◆ Instruction 1 ◆
Why does the passage on cities suggest that preserving a city may not be the right approach? Answer in one to three sentences.
◆ Instruction 2 ◆
Go on with the passage on cities, picking up after its last sentence.

◆ Supplied passage ◆

··········

But it is not recognized that mental and
abstract activities also define the city.
Besides, being places of opportunities (better
jobs, education, better living conditions,
education, access to all) and entertainment,
cities are places for thinking, (humanism
in its wide spectrum: memories of past events,
records of achievements, the spread of new
ideas, places for sharing experiences) and
experiencing (encounters among individuals,
being part of something big). Cities are
also the ‘mental reservoir’ of a country
and the world. Since these reservoirs are
always at risk of extinction, they need
to be preserved. This intellectual life
can be understood as part of that which
is immaterial or unseen within the urban
landscape. This culture of experience cannot
be commodified or sold through the packaging
of tourism, but rather is a slow unfolding
that becomes present through an awareness
of the subtle shifts of a city’s daily changes
that build upon each other and can only
be measured and revealed as registers of
difference.
Project’s
concepts: preserving a city Two
kinds of preservation come to mind: historical
rehabilitation and the nature reserve. What
remains are physical things: a forest, a
building, a group of buildings, a tree as
a natural monument, a waterfall, a beach.
Yet where a nature preserve or reservoir
seeks to maintain and propagate communities
of species and their interactions (one could
not imagine preserving a type of bird without
also protecting its entire habitat) historical
preservation is more often focused on singular
objects. There are no models to maintain
the existence of things that have no material,
concrete existence such as participation
in a square, the city environment, the degree
of civility, those things that are linked
to the architecture that supports them.
When the object of preservation is understood
as something that has to be the same that
was when firstly created -without taking
into account the original situation, without
translating the form of the object into
present conditions- the object is frozen
into the past, death. In addition, the generative
force of production is left behind as that
which is being preserved loses its use.
Cities are characterized by change, perhaps
to preserve a city is not the right approach;
the name reservoir implies the idea of change
on its definition. A “reserve” of food,
water or money keeps the idea of saving
and growing without having as reference
the “pre” existent condition. Urban implies
complexity; rather than a homogeneous and
passive center, rather that an image from
the past, urban holds the desire of individuals
exceeding their existence.
Project’s
concepts: ecology of the immaterial If
we apply ecology to cities, the result is
that cities, beyond being economical-socio-cultural
centers, are site’s for an inquiry into
the nature of civilization. Ecology has
been applied to the material but not to
the immaterial. Classifying trash to facilitate
recycling or replacing plastic bags with
longer lasting ones does not have its equivalent
in an immaterial ecology: replacing fashion
and trends with long lasting principles;
argumentative thinking that takes away the
residual. Thinking is classifying and deciding,
paying attention to what is really crucial
in human existence. It involves rejecting
words that do not involve meaning and instead
using an argumentative discourse. Ecology
is applied to reducing the use or creation
of wasteful objects, but not to making thoughts
that will clarify existence or bring progress.

··········

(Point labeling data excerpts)
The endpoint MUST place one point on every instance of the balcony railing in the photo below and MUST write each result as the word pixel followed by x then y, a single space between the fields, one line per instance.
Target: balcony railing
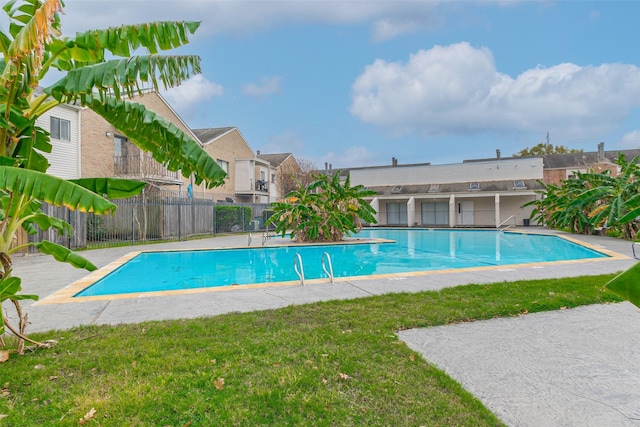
pixel 262 185
pixel 142 167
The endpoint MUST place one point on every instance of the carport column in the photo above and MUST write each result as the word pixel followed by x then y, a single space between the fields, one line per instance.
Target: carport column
pixel 497 209
pixel 411 211
pixel 375 204
pixel 452 211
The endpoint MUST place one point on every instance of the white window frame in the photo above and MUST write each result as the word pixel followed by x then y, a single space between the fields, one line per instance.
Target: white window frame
pixel 60 128
pixel 224 165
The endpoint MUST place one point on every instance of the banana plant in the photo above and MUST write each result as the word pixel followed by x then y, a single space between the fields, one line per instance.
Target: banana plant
pixel 324 211
pixel 99 73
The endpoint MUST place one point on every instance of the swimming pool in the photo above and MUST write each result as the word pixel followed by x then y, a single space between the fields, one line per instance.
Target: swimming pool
pixel 411 250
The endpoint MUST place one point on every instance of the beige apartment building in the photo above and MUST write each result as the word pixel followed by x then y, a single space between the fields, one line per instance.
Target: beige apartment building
pixel 106 152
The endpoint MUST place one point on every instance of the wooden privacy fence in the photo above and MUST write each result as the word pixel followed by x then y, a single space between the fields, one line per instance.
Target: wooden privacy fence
pixel 144 219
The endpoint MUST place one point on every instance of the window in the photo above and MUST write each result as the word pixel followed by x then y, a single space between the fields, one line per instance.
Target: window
pixel 435 213
pixel 60 129
pixel 120 146
pixel 396 214
pixel 223 165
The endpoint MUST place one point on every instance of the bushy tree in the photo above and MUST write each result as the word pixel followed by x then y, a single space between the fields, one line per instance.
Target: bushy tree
pixel 99 73
pixel 324 211
pixel 543 149
pixel 594 200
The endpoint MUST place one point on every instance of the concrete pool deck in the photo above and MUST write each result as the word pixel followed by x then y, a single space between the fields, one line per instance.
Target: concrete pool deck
pixel 570 367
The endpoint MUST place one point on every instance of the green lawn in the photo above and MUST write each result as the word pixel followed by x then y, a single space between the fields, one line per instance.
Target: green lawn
pixel 336 364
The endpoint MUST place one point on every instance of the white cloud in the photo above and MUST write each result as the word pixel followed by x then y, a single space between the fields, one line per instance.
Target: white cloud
pixel 388 18
pixel 187 98
pixel 631 139
pixel 457 89
pixel 353 156
pixel 286 142
pixel 267 86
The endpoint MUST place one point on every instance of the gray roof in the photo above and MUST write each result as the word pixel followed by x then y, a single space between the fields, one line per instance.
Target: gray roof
pixel 346 171
pixel 207 135
pixel 275 159
pixel 459 187
pixel 571 160
pixel 561 161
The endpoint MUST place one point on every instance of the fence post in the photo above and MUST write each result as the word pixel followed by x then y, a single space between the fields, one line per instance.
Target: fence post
pixel 133 223
pixel 179 221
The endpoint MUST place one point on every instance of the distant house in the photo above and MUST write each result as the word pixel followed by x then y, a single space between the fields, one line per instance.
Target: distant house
pixel 477 194
pixel 106 152
pixel 248 176
pixel 560 167
pixel 285 166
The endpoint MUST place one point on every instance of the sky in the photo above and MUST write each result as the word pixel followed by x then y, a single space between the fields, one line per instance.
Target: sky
pixel 355 83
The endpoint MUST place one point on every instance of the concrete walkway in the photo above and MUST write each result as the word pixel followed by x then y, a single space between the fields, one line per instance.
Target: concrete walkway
pixel 577 367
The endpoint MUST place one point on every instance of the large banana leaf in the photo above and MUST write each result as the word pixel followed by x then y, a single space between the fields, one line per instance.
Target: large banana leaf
pixel 166 142
pixel 124 75
pixel 627 284
pixel 33 24
pixel 112 188
pixel 53 190
pixel 60 253
pixel 89 47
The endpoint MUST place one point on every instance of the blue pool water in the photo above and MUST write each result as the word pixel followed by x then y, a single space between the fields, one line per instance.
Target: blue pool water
pixel 413 250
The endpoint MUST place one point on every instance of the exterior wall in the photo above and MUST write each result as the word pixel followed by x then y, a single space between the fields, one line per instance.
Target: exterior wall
pixel 228 148
pixel 65 155
pixel 98 147
pixel 514 205
pixel 244 176
pixel 284 182
pixel 556 176
pixel 498 170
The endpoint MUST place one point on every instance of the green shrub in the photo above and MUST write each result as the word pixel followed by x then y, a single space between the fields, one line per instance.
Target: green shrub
pixel 232 218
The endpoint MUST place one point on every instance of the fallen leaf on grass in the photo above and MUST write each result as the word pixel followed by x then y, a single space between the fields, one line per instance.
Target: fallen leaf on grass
pixel 89 415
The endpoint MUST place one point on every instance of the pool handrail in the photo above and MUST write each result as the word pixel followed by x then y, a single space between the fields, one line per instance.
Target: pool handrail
pixel 509 225
pixel 330 271
pixel 300 272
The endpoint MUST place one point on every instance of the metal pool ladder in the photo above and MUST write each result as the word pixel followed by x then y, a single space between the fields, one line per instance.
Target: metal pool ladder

··········

◆ Expected answer 1 ◆
Cities are characterized by change, so preserving them may not fit. The word "reservoir" carries the idea of change in its definition. A reserve of food, water or money is about saving and growing, not about holding on to a "pre" existent condition.

◆ Expected answer 2 ◆
Ecology is not only about subtracting but
adding. We try to reduce our trash but we
trash others.
Project’s
concepts: the image or the projection of the city
A
city contains life, has a social structure
and different communities. A city is comprised
of both material elements (architecture,
monuments, urban structure, landmarks and
educational resources) as well as immaterial
ones (atmosphere, stories, myths). Through
books, movies, songs and images, a city
is shared with others who don’t necessarily
live there. What is shared is mainly the
abstract element of a city: its projection.
However, more effort goes into the development
of the physical elements of a city than
its projection. The consequence is to offer
a reduced version, a stereotype of what
a city is. In order to think about
the image that a city projects, it is necessary
to support practices that offer a complex
approach (arts, literature and architecture)
rather than those that give a simple reading
(publicity, TV, big production films). City
Reservoir reflects on the destabilizing
effect of tourism for the city: historical
centers and monuments are preserved without
putting the same attention to the daily
rituals of place. This project includes
the ethnological heritage and integrates
residents with the tourists, avoiding the
arrogant simultaneous contempt for the tourist
and their exploitation. We are all tourists.
Project’s
concepts: cultural tourism When
rethinking tourism, this project considers
the tourist as an individual instead of
treating tourism as simply an industry.
Tourism as an industry shouldn’t imply industrialized
tourism. Tourism should not exploit the
tourist (who doesn’t come back) or/and the
city (that stops being desirable). The principle
is that if cities are rich on a cultural
level, they will evolve into priority destinations.
Tourism, considered an activity with cultural
value in itself, in cities is often characterized
as a visit to cultural locations, while
forgetting about city life. It is necessary
to rethink the meaning of “the cultural”.
Cultural is the group of actions that overlay
a form of living, and not simply a list
of events and activities. From the economic
point of view, to increase tourism in a
city, it is necessary to invest in the city
as a whole and not only in cultural activities;
in addition, when considering the balance,
the negative consequences that tourism imposes
on a city need to be subtracted from the
direct income it brings. If tourism is only
about expending and not about generating,
the city, as the object itself of tourism,
will be extinguished and tourism will become
unproductive. Tourism and art are two industries
that depend on people; artists who once
gave value to cities and attracted tourists,
are pushed out through tourism’s consolidation.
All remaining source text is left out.